Document passage:

Thomas Eric Duncan, America's first Ebola fatality, went to a Dallas hospital twice in the days before he died.
The first time he arrived under his own power. The second time, when he was much sicker and more contagious, an ambulance took him in. He ended up exposing three people who rode in the ambulance with him to the virus.
Experts say that this second route, via Emergency Medical Service transport, is how future Ebola patients in the United States are likely to get to a hospital — and in the process, they will expose first responders and other patients to contagion risk. EMS organizations are already adapting, and they're getting support from private companies that make software for first-responders, including Edina's Open Inc.
Open is one of several companies nationally that sell mobile computer systems used to evaluate and record patient health information in the field, before arrival at hospitals. Open rolled out updates to its SafetyPAD system in October that allows the system to detect telltale signs of infectious disease risk and automatically send reports to supervisors, government officials, and public health agencies.
SafetyPAD's first foray into infectious disease monitoring came in 2006 with the arrival of the H1N1 flu virus, and it was expanded to include surveillance for such viral diseases as SARS and MERS. But the news of Ebola in the United States changed everything.

Complete the following:
a - List every disease the article on Ebola and emergency medical transport names.
b - In the article on Ebola and emergency medical transport, how many people who rode in the ambulance with Thomas Eric Duncan did he expose to the virus?
c - Carry the article on Ebola and emergency medical transport forward from its last sentence.
The lines after this point come from a source separate from the article on Ebola and emergency medical transport.

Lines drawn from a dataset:
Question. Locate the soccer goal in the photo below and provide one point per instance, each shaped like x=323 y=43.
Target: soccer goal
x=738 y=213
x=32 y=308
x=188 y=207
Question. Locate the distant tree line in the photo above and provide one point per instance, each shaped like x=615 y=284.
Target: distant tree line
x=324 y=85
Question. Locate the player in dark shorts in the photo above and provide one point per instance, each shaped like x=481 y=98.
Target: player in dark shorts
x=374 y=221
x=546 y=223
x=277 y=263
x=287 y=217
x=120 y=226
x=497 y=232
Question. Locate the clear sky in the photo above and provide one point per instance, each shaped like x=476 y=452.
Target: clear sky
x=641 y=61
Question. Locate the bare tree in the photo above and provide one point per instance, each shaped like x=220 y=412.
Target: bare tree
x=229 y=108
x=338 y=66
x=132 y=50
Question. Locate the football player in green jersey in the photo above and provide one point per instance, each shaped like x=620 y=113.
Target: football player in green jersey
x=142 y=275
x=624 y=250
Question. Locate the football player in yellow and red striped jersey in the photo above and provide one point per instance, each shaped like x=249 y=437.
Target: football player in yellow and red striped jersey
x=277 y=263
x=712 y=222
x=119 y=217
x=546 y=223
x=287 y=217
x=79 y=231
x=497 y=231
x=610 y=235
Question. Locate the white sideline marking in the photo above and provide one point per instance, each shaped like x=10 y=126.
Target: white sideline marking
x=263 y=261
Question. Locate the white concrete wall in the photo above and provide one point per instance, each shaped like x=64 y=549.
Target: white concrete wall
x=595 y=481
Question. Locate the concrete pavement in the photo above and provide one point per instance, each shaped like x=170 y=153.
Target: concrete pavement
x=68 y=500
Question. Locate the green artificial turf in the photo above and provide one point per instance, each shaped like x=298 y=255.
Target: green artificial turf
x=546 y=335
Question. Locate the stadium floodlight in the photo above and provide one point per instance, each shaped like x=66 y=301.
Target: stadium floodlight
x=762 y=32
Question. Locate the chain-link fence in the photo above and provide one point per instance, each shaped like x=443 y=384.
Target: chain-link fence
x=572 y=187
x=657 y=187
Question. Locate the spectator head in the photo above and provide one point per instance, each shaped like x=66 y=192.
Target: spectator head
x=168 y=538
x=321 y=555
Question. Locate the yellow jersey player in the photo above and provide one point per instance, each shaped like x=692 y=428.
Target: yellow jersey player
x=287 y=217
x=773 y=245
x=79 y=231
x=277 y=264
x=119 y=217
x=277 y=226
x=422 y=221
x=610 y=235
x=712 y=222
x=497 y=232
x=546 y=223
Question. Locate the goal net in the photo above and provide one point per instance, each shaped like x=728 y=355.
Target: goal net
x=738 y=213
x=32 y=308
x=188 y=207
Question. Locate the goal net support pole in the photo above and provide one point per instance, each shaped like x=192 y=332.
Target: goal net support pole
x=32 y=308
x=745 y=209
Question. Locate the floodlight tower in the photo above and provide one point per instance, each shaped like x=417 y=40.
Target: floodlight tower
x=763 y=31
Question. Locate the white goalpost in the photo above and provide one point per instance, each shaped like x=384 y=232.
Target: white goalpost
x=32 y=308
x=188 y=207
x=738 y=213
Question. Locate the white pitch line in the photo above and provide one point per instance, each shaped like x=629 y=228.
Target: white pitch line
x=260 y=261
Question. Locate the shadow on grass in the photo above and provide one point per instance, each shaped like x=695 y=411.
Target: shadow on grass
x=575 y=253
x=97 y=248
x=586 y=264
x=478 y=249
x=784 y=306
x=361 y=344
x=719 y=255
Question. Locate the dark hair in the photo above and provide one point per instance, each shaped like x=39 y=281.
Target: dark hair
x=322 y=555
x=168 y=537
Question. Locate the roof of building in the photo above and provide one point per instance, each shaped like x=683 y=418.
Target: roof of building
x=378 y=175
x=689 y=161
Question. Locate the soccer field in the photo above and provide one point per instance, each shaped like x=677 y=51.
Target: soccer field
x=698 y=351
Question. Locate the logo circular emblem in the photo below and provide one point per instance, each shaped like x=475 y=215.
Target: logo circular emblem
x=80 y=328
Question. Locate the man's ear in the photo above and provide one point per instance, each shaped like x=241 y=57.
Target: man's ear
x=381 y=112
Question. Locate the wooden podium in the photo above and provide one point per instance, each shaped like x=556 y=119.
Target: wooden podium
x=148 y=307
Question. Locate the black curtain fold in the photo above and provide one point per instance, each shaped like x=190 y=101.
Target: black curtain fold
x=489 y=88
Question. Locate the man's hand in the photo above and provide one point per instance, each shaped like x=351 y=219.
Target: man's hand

Solved tasks:
a - Ebola, H1N1 flu, SARS, MERS

b - Three people.

c -
"When the gentleman in Dallas was diagnosed, we saw an exponential growth in our customers having a high level of concern," said Mike Vukovich, Open's founder.
SafetyPAD is a program that runs on a rugged tablet computer carried in an ambulance or fire truck. It prompts paramedics to ask specific questions to patients in the field, documents the answers and then analyzes the responses to see if follow-up questions are needed. Alerts for potential cases are automatically e-mailed out.
For Ebola, the system looks for key symptoms like high fever, vomiting, coughing blood or unexplained bruising. If those are present, the system will prompt the paramedic to ask whether the patient has traveled internationally in the past 30 days. If yes, what countries did the patient visit? Did the patient visit a hospital there? Did they encounter other feverish people?